------ TASK INPUTS ------

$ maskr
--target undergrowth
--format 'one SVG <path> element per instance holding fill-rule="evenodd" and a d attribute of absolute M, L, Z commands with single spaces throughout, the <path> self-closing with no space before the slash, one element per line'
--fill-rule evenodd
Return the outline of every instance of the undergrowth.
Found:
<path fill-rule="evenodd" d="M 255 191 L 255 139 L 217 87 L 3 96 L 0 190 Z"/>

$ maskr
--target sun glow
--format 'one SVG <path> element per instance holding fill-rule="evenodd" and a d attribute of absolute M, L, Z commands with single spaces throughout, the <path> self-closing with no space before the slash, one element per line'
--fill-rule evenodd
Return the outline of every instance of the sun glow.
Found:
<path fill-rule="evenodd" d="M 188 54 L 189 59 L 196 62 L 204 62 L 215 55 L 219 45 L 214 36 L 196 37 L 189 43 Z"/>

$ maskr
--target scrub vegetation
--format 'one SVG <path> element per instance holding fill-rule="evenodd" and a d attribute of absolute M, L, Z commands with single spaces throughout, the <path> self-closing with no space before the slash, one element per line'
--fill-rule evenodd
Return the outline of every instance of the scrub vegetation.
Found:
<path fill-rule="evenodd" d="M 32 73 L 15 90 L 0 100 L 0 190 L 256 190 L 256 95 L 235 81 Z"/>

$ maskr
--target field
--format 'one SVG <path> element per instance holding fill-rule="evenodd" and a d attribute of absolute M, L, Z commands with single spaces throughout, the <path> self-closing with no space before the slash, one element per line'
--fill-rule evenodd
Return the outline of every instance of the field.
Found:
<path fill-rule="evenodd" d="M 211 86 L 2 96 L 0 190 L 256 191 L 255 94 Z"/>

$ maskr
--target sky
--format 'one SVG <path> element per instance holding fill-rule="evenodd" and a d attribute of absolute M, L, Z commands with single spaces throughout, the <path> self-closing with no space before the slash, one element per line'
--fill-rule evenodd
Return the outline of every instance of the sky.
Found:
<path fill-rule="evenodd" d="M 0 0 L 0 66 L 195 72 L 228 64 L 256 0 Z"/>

------

#### EXERCISE OBJECTIVE:
Starting at the beginning of the data and ending at the line containing "188 54 L 189", give the data as a two-column CSV with the columns text and answer. Use one row for each text and its answer, put each in its own quoted field, and turn line breaks into spaces.

#### CORRECT ANSWER:
text,answer
"$ maskr --target undergrowth --format 'one SVG <path> element per instance holding fill-rule=""evenodd"" and a d attribute of absolute M, L, Z commands with single spaces throughout, the <path> self-closing with no space before the slash, one element per line' --fill-rule evenodd Return the outline of every instance of the undergrowth. Found:","<path fill-rule=""evenodd"" d=""M 255 191 L 255 139 L 217 87 L 3 96 L 0 190 Z""/>"
"$ maskr --target sun glow --format 'one SVG <path> element per instance holding fill-rule=""evenodd"" and a d attribute of absolute M, L, Z commands with single spaces throughout, the <path> self-closing with no space before the slash, one element per line' --fill-rule evenodd Return the outline of every instance of the sun glow. Found:","<path fill-rule=""evenodd"" d=""M 188 54 L 189 59 L 196 62 L 204 62 L 215 55 L 219 45 L 214 36 L 196 37 L 189 43 Z""/>"